## Actions to take
a) Answer these questions from the pigeon thread:
(i) Where is Wiggles perched?
(ii) In what format can the notebook that Chuck K links be downloaded, and what does it cost?
(iii) According to spirit wings, what is different about one of the birds?
b) In the pigeon thread, why does Chuck K say to reverse the names in his descriptions?
c) Retype the part of the pigeon thread starting with "http://www.angelfire.com/ga/huntleyloft/Joe_Quinn.html" and going on through "to most things.".

[Opening Extract section]

I am confused. Wiggles is the grey colored pigeon, perched on the food bowl. I thought that was the standard rock pigeon? and Puddles, is the one with her head cocked to the side and on the perch, she is the one who looked like the wild ones out side, did you mean she is the one with the gene called sooty? either way thank you so much for all the information, I will enjoy researching this and learning more about them.


----------



## spirit wings (Mar 29, 2008)

Their color seems pretty common, it is the lacing on one bird that is different, very pretty. Some purebred pigeons do have lacing, quite striking.


----------



## Chuck K (Jan 12, 2013)

Reverse the names in my descriptions. I thought the blue bar was Puddles not Wiggles. 



wiggles and puddles said:


> I am confused. Wiggles is the grey colored pigeon, perched on the food bowl. I thought that was the standard rock pigeon? and Puddles, is the one with her head cocked to the side and on the perch, she is the one who looked like the wild ones out side, did you mean she is the one with the gene called sooty? either way thank you so much for all the information, I will enjoy researching this and learning more about them.


----------



## wiggles and puddles (Sep 3, 2015)

thank you everyone, Chuck. K and RamseyRingnecks in particular. your information that you shared with me is greatly appreciated. thank you. cwebster and spiritwings thank you for the compliments. I love my birds very much, so I think they are the most beautiful, special birds that ever lived, as any pet parent thinks about their kids, but it is always nice to hear it from someone else. thank you all -


----------



## Chuck K (Jan 12, 2013)

*Genetics*

If you are really interested in learning about the genetics of pigeons the link I am inserting to Joe Quinn's The Pigeon Breeders Notebook is an excellent start for beginning fanciers.

You can download a copy of the notebook in PDF format for free.

http://www.angelfire.com/ga/huntleyloft/Joe_Quinn.html


----------



## RamseyRingnecks (Jun 18, 2013)

Thank you, Chuck!

I know ringneck genetics, but they are a walk in the park compared to most things.


----------

[Closing Extract section]
[Opening Extracted information section]

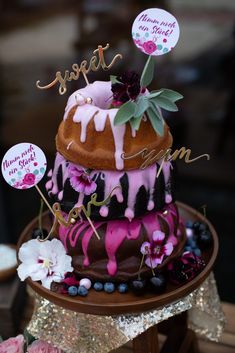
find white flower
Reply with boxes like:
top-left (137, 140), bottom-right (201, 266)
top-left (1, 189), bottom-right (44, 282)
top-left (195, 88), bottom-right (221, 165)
top-left (17, 239), bottom-right (73, 289)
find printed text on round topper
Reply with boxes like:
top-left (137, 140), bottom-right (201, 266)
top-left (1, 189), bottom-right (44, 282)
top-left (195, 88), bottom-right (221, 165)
top-left (2, 142), bottom-right (47, 190)
top-left (132, 8), bottom-right (180, 56)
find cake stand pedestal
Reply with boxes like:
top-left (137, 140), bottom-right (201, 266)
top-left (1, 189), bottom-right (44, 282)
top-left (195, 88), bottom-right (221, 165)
top-left (18, 202), bottom-right (218, 353)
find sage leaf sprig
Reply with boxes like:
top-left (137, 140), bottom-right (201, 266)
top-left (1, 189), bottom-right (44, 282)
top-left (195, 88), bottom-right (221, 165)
top-left (111, 56), bottom-right (183, 136)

[Closing Extracted information section]

## Answers for each item
a)
(i) On the food bowl.
(ii) PDF format, for free.
(iii) The lacing.

b) He had thought the blue bar was Puddles rather than Wiggles. Because of that, he had the two birds' names switched.

c)
http://www.angelfire.com/ga/huntleyloft/Joe_Quinn.html


----------



## RamseyRingnecks (Jun 18, 2013)

Thank you, Chuck!

I know ringneck genetics, but they are a walk in the park compared to most things.